▸ **Passage to read**
□ □ □
Search code examples
rdataframeplotsapply

Grouping of Stem- Leaf plot in R


I have a got a stem-leaf plot as a question, which looks like this:

0 | 6
1 | 179
2 | 26
3 | 2478
4 | 15699
5 | 368
6 | 24457
7 | 
8 | 56

So, created a vector on my own which would create a stem plot as same as the above one.

data <- c(06,11,17,19,22,26,32,34,37,38,41,45,46,49,49,53,56,58,62,64,64,65,67,7,85,86)

What I have to do is that, I need to group the stems by 2 and then plot the corresponding stem plot of that using R.

The solution would look somewhat like this:

0-2|6*179*26
3-5|2478*15699*368
6-8|244457**56

"*" is used to separate the leaves of each stem in the group. i.e. For the group stem 0-2, it represents that leaf 6 in the first row corresponds to stem 0; leaves 1,7 and 9 correspond to stem 1 and leaves 2 and 6 corresponds to stem 2.

I found no use in stem(), so thought of separating the data by 2 using "interval" function, and then build one user-defined functions but it resulted out in giving me the same stem value.

Is there any way to get the desired solution, either by using in-built function/ by user-defined? Thanks a lot in advance.!!


Solution

  • This isn't going to win any beauty contest, but you can definitely use a combination of cut and some string processing to create your own grouped stem function.

    Here's an example function, commented so you can extend it to suit your actual needs:

    grouped_stem <- function(invec, n = 3) {
      # Sequence of lowest tens and highest tens in the input data, by 10
      cuts <- seq((min(invec) %/% 10) * 10, round(max(invec), -(nchar(max(invec))-1)), 10)
      # For pretty labels in `cut`
      labs <- sub("(.*).$", "\\1", cuts)
      labs <- replace(labs, !nzchar(labs), "0")
      # List of the values according to their `cut` intervals
      temp <- split(invec, cut(invec, cuts, labs[-length(labs)], right = FALSE))
      # Only interested in the last digit
      temp <- relist(sub(".*(.)$", "\\1", unlist(temp, use.names = FALSE)), temp)
      # Paste the values together. Add in a "*" that we can get rid of later if not required
      combined <- vapply(temp, function(y) sprintf("%s*", paste(y, collapse = "")), character(1L))
      # Split by number of groups of tens per stem
      splits <- split(combined, ((seq_along(combined)-1) %/% n))
      # Construct the stems and leaves
      stems <- vapply(splits, function(x) {
        paste(names(x)[1], names(x)[length(x)], sep = " to ")
      }, character(1L))
      leaves <- vapply(splits, function(x) {
        sub("[*]$", "", paste(x, sep = "", collapse = ""))
      }, character(1L))
      # Print and store
      cat(sprintf(sprintf("%%%ss | %%s", max(nchar(stems))+2), stems, leaves), sep = "\n")
      invisible(setNames(as.list(leaves), stems))
    }
    

    Run on your sample data, it produces:

    grouped_stem(data)
    ##   0 to 2 | 67*179*26
    ##   3 to 5 | 2478*15699*368
    ##   6 to 8 | 24457**56
□ □ □
▸ **What is required**
Rewrite everything from "# For pretty" down to "((seq_along(combined)-1) %/% n))" in the thread on grouped stem-and-leaf plots, changing "combined" to "joined". Work only from the thread above.

▸ **Dataset excerpts on pointing at objects**
□ □ □
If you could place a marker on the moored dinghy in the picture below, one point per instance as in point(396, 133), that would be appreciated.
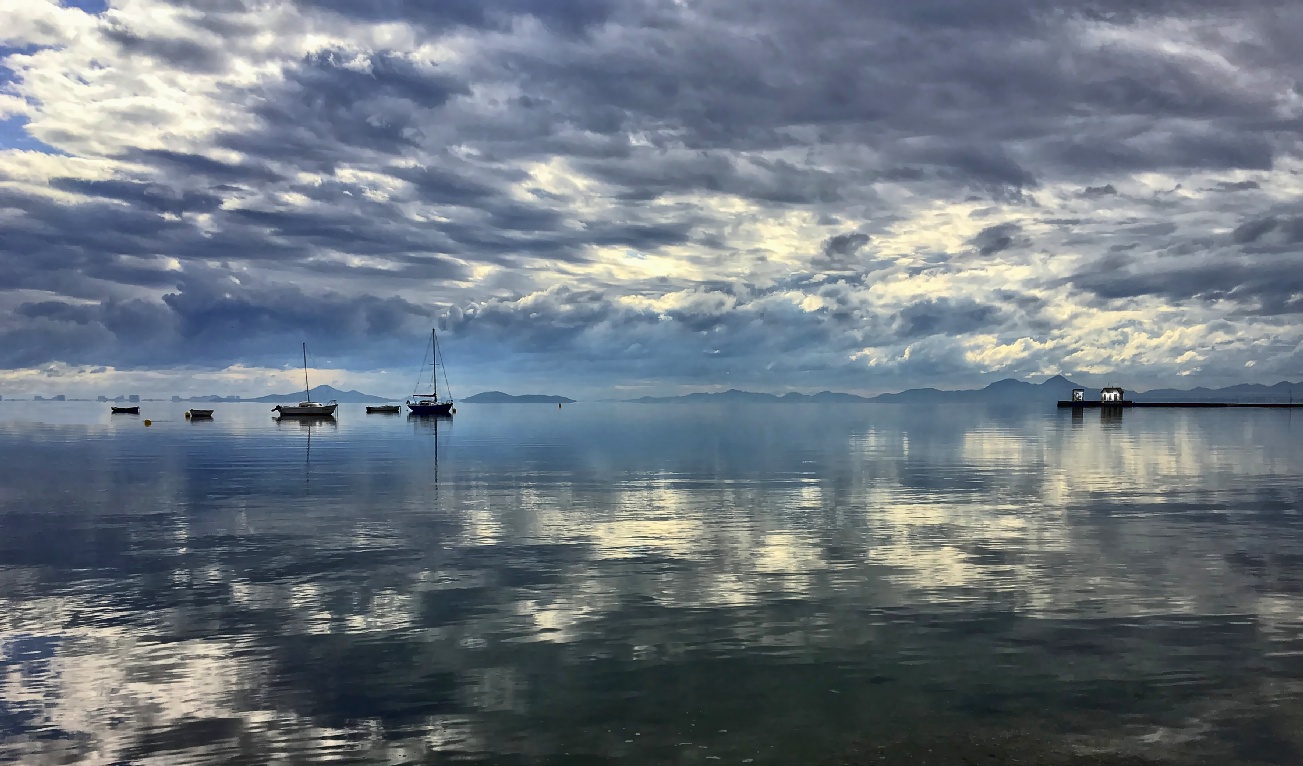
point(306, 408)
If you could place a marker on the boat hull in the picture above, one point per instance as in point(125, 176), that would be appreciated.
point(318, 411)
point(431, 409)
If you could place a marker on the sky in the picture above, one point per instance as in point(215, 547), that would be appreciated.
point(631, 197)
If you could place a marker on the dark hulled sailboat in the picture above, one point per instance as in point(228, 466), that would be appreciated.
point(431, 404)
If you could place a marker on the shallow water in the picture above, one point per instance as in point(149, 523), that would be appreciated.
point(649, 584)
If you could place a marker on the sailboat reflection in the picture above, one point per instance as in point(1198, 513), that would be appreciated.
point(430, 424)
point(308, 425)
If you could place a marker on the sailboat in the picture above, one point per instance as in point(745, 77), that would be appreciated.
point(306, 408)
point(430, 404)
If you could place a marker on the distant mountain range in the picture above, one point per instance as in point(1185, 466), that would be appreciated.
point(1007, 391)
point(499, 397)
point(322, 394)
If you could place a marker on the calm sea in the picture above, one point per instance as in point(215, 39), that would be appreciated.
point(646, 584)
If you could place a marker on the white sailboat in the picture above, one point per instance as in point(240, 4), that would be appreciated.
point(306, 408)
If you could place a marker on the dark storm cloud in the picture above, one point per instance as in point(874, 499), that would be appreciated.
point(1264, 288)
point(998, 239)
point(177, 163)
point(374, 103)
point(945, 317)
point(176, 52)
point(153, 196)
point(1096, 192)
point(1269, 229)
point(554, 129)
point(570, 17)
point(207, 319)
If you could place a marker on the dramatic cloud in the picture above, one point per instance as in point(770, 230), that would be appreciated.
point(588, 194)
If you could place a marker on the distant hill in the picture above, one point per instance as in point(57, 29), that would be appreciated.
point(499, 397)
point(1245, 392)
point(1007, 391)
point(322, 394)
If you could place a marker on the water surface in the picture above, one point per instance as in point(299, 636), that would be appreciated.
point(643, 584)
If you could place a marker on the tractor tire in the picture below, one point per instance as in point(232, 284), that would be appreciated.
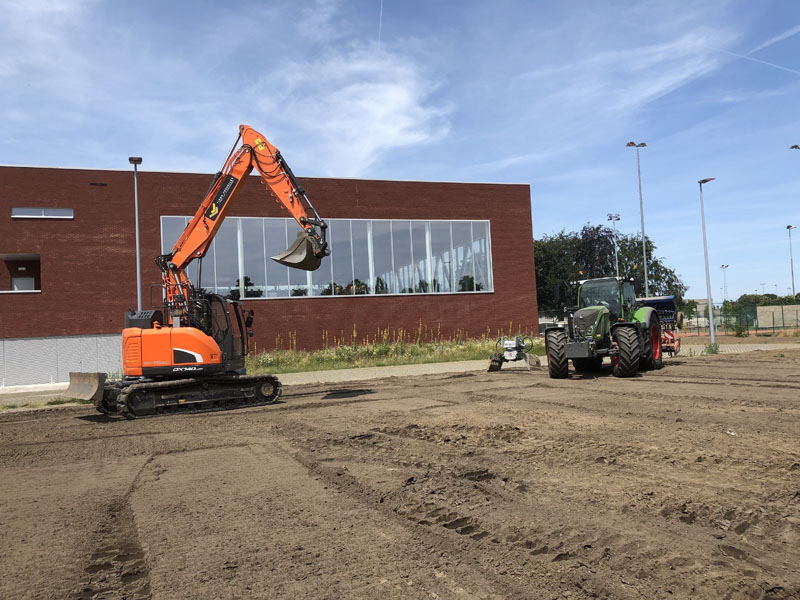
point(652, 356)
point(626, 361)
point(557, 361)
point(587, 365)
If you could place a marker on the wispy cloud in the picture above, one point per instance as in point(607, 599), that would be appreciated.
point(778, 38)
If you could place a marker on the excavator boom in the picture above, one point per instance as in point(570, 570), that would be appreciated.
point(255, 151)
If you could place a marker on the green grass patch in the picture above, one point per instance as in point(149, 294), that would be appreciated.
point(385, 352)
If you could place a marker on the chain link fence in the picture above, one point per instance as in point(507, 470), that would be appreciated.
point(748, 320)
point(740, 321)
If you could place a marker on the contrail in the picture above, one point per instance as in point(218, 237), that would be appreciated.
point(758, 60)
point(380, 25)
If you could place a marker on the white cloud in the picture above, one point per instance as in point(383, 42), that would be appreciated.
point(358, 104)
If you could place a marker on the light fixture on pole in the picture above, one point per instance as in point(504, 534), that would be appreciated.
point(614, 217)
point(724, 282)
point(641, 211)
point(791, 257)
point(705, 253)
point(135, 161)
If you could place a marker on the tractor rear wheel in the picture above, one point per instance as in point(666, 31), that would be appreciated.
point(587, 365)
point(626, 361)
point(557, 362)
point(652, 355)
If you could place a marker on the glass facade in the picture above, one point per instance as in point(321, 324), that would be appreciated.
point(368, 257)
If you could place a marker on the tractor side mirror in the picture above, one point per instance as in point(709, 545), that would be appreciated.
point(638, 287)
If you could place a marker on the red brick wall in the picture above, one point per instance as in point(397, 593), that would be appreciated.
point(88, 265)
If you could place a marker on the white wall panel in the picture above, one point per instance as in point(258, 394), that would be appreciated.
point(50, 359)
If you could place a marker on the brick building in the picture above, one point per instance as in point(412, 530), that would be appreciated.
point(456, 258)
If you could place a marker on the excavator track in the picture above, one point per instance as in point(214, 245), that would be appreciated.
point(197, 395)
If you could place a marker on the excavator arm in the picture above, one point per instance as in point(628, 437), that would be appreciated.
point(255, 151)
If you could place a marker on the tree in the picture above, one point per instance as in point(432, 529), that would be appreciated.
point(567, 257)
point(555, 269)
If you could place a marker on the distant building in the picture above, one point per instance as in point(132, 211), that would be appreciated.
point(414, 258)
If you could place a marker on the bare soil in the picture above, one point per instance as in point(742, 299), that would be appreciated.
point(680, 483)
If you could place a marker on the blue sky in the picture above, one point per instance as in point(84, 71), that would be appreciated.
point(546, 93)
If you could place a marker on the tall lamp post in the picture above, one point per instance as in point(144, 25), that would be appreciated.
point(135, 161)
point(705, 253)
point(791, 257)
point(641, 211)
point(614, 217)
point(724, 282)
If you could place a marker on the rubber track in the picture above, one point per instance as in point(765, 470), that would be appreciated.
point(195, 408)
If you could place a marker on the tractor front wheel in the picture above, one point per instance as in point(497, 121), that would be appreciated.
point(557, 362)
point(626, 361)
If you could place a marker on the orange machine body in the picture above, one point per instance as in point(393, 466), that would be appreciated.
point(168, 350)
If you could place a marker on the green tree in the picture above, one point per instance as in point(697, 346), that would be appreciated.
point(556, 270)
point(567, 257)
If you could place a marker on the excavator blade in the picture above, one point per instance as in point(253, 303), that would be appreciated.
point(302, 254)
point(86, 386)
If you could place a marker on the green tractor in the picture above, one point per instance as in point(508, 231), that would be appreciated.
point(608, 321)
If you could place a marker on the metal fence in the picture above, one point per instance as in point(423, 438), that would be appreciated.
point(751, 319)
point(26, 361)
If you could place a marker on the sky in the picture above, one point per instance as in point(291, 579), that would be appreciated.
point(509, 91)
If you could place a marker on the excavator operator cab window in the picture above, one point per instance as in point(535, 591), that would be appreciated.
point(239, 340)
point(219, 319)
□ □ □
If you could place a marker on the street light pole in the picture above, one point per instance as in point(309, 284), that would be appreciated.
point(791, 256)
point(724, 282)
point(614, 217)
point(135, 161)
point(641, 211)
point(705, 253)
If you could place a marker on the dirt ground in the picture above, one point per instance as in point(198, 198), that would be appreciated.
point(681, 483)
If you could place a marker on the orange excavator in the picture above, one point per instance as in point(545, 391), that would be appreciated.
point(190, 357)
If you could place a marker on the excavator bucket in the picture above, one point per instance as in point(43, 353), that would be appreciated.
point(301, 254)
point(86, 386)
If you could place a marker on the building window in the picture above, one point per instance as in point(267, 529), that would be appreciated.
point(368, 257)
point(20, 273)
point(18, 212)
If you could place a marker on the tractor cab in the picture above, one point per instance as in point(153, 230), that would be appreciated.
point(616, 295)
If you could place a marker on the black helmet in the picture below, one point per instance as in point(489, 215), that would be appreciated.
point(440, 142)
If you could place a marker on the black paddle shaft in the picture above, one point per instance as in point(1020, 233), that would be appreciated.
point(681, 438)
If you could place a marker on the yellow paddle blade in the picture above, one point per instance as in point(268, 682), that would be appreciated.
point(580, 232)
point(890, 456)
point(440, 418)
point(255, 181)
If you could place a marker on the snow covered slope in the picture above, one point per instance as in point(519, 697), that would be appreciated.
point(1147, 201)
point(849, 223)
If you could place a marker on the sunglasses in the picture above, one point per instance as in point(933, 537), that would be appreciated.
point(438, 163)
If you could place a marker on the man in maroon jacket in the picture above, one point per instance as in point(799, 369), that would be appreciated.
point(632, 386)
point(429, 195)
□ □ □
▸ **Response to this exercise**
# For pretty labels in `cut`
      labs <- sub("(.*).$", "\\1", cuts)
      labs <- replace(labs, !nzchar(labs), "0")
      # List of the values according to their `cut` intervals
      temp <- split(invec, cut(invec, cuts, labs[-length(labs)], right = FALSE))
      # Only interested in the last digit
      temp <- relist(sub(".*(.)$", "\\1", unlist(temp, use.names = FALSE)), temp)
      # Paste the values together. Add in a "*" that we can get rid of later if not required
      joined <- vapply(temp, function(y) sprintf("%s*", paste(y, collapse = "")), character(1L))
      # Split by number of groups of tens per stem
      splits <- split(joined, ((seq_along(joined)-1) %/% n))